===== Material for the task

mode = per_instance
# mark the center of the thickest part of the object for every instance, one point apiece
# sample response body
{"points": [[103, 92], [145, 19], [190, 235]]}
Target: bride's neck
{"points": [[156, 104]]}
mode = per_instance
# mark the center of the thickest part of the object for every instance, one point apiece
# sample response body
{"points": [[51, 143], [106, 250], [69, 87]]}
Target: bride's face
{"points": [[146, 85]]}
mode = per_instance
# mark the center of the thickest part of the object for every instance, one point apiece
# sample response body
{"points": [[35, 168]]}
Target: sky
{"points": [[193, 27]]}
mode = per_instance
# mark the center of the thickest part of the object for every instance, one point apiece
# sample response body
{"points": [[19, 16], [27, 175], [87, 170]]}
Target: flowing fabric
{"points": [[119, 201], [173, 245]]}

==========

Task directions »
Restate each record above exactly, leaving nothing out.

Written reply »
mode = per_instance
# mark the center of the thickest part of the object for every instance, one point apiece
# sample response body
{"points": [[103, 92], [145, 19], [190, 235]]}
Target: bride's neck
{"points": [[156, 104]]}
mode = per_instance
# mark the center of the thickest part of the object for every instance, one point apiece
# sample response body
{"points": [[51, 143], [106, 250], [69, 87]]}
Target: bride's face
{"points": [[146, 85]]}
mode = per_instance
# mark the center of the thickest part of the object for every instance, one point apiece
# sample response body
{"points": [[35, 168]]}
Target: sky
{"points": [[193, 27]]}
mode = per_instance
# mark the center of the thickest part of the object for every instance, one point apiece
# sample response body
{"points": [[19, 16], [27, 175], [87, 170]]}
Target: flowing fabric
{"points": [[119, 201], [173, 245]]}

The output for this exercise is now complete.